- [The exercise]:
Entries follow. Set all of them down as they stand.

☆ ☆ ☆ ☆

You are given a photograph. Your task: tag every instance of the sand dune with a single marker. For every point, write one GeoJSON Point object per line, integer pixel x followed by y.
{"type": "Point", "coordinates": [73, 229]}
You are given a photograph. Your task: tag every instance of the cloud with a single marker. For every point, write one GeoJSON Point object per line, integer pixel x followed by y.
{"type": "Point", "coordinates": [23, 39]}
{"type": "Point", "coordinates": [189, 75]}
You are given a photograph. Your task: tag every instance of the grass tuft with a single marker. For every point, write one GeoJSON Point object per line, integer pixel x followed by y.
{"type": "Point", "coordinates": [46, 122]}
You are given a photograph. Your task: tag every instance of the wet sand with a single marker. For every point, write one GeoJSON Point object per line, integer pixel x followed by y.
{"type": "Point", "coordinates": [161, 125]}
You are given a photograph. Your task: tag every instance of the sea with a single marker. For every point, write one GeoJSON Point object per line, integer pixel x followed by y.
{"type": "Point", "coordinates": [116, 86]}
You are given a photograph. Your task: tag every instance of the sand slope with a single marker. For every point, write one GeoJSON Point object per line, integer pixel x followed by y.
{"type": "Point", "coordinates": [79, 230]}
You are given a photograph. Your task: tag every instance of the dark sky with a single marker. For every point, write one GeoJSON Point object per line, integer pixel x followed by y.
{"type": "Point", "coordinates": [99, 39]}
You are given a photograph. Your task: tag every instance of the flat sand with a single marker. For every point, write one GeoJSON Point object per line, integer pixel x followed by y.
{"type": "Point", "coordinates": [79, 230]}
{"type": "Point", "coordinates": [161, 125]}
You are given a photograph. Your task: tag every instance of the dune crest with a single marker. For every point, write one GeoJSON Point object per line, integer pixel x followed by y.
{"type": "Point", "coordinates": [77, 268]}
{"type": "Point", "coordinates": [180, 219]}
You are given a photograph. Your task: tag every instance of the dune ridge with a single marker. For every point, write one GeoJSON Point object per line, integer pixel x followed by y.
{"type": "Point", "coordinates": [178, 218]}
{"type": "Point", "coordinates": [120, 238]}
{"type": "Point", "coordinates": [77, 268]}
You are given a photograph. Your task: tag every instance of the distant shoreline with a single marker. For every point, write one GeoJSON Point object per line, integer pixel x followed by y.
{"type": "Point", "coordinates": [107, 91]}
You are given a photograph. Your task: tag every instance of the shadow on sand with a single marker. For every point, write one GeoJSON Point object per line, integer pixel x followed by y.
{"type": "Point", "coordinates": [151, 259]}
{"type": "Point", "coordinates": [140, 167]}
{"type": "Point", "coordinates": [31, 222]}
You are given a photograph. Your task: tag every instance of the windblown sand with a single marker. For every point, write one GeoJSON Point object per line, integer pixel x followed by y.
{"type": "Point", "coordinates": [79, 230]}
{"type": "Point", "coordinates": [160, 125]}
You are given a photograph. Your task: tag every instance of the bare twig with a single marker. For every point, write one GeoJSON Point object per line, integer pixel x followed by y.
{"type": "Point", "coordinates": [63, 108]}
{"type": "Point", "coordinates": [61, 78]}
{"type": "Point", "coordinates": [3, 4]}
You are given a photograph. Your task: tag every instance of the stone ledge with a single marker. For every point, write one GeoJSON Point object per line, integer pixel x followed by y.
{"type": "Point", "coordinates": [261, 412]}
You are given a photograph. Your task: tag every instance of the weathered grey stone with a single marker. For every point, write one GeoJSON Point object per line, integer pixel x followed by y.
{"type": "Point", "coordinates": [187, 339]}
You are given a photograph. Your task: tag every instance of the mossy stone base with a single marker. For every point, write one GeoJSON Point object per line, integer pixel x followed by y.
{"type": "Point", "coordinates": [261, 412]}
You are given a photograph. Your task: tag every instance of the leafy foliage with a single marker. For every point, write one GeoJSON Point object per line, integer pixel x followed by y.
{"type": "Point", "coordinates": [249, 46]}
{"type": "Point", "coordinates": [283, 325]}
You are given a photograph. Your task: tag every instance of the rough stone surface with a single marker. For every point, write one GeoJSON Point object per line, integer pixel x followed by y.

☆ ☆ ☆ ☆

- [Solution for this exercise]:
You are given a photograph. Your task: tag every instance of the sand dune with a single marker. For every point, write one GeoJSON Point object per line, integer pixel x followed by y.
{"type": "Point", "coordinates": [73, 229]}
You are given a photograph. Your task: tag every instance of the cloud with a single marker. For every point, write one GeoJSON Point object per line, integer pixel x followed by y.
{"type": "Point", "coordinates": [23, 39]}
{"type": "Point", "coordinates": [189, 75]}
You are given a photograph. Your task: tag every instance of the grass tuft with a single marker. For every point, write one GeoJSON Point object per line, integer pixel x followed by y.
{"type": "Point", "coordinates": [46, 122]}
You are given a photograph. Your task: tag every instance of the wet sand with a single marker. For every point, write one GeoJSON Point object per line, integer pixel x followed by y.
{"type": "Point", "coordinates": [161, 125]}
You are given a photograph. Your task: tag every instance of the sea with a single marker. For every point, write one GeoJSON Point object per line, integer pixel x followed by y.
{"type": "Point", "coordinates": [116, 86]}
You are given a photograph. Your task: tag every instance of the sand slope with a single marker. For every point, write one GeoJSON Point object per line, integer pixel x followed by y.
{"type": "Point", "coordinates": [79, 230]}
You are given a photograph. Your task: tag every instance of the dark sky with a single marker. For every point, write one GeoJSON Point object per line, integer pixel x followed by y.
{"type": "Point", "coordinates": [99, 39]}
You are given a photograph. Your task: tag every instance of the flat sand with a single marker. For every point, write one GeoJSON Point object per line, integer pixel x followed by y.
{"type": "Point", "coordinates": [79, 230]}
{"type": "Point", "coordinates": [161, 125]}
You are given a photograph. Your task: tag every instance of the dune crest with a single marker. For every point, write one GeoJSON Point object per line, integer pixel x followed by y.
{"type": "Point", "coordinates": [77, 268]}
{"type": "Point", "coordinates": [180, 219]}
You are given a photograph. Your task: tag every instance of the dune ridge with a single marker. For every point, write one GeoJSON Point object per line, integer pixel x followed by y.
{"type": "Point", "coordinates": [178, 218]}
{"type": "Point", "coordinates": [120, 238]}
{"type": "Point", "coordinates": [77, 268]}
You are given a photograph. Your task: tag every instance of the distant shoreline with a single marker. For every point, write one GeoJSON Point object per line, integer pixel x followed by y.
{"type": "Point", "coordinates": [107, 91]}
You are given a photograph. Your task: tag every instance of the shadow on sand with a single marker. For every point, write one GeoJSON Point object per line, integer pixel x followed by y.
{"type": "Point", "coordinates": [151, 259]}
{"type": "Point", "coordinates": [140, 167]}
{"type": "Point", "coordinates": [31, 222]}
You are given a photograph. Your task: tag every instance of the windblown sand with a single marker. For every point, write one GeoJSON Point object per line, integer pixel x followed by y.
{"type": "Point", "coordinates": [79, 230]}
{"type": "Point", "coordinates": [160, 125]}
You are given a photograph. Your task: tag every instance of the bare twig with a single marker. For every point, write one GeoJSON Point object per line, integer pixel x followed by y.
{"type": "Point", "coordinates": [63, 108]}
{"type": "Point", "coordinates": [61, 78]}
{"type": "Point", "coordinates": [3, 4]}
You are given a photograph. Your task: tag every instance of the stone ledge with a single marker. For every point, write one GeoJSON Point object per line, integer pixel x followed by y.
{"type": "Point", "coordinates": [261, 412]}
You are given a photograph. Your task: tag every instance of the weathered grey stone with a single marker. For every point, write one GeoJSON Point object per line, integer pixel x followed by y.
{"type": "Point", "coordinates": [187, 339]}
You are given a photograph. Your task: tag every instance of the mossy stone base with a single marker. For every point, write one GeoJSON Point object per line, integer pixel x followed by y.
{"type": "Point", "coordinates": [261, 412]}
You are given a photograph. Your task: tag every instance of the leafy foliage with a single marker. For every point, write one GeoJSON Point object per line, integer pixel x followed by y.
{"type": "Point", "coordinates": [249, 46]}
{"type": "Point", "coordinates": [283, 325]}
You are given a photograph. Your task: tag every instance of the rough stone surface with a single marker. For every point, write one GeoJSON Point object per line, integer pixel x followed by y.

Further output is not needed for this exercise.